[Start of Extracted information]
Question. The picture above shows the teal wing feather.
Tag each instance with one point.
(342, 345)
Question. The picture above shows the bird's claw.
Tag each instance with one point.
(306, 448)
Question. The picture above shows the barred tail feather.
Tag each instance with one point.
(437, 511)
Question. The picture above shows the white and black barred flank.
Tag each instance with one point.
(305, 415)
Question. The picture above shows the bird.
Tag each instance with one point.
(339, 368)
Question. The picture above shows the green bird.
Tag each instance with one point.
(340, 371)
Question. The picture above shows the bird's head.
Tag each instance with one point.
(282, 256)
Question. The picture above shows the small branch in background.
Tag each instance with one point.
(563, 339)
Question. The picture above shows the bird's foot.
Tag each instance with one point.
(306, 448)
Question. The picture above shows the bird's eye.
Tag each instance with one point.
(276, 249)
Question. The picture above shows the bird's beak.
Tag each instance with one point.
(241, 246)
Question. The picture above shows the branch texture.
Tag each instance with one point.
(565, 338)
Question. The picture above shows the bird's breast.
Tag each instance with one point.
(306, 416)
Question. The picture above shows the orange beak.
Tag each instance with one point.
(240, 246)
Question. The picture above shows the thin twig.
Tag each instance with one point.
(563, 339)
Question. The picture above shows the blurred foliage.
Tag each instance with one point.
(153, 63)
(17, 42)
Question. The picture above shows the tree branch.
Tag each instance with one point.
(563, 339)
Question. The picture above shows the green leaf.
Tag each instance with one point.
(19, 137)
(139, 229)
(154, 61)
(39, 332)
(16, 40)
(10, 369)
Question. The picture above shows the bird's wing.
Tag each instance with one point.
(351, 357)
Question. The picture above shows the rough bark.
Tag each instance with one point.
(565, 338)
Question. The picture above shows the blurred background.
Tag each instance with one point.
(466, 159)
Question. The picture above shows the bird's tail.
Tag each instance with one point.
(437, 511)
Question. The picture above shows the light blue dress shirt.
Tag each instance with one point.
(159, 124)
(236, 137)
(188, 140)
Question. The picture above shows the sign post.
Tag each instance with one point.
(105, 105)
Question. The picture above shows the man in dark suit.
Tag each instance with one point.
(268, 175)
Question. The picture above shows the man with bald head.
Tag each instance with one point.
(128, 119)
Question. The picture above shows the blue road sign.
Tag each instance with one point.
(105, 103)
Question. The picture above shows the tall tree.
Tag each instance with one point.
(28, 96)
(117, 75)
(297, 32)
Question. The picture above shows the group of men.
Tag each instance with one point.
[End of Extracted information]
What is expected:
Please copy the material from the line with "Question. The picture above shows the tall" through the end of the material, keeping every line. Multiply each point coordinate in the answers by 0.4 and round it to a whole number, with halves rounding up.

Completed exercise:
Question. The picture above shows the tall tree.
Tag each instance with one point.
(11, 38)
(47, 30)
(119, 13)
Question. The picture above shows the group of men.
Tag each instance with one point.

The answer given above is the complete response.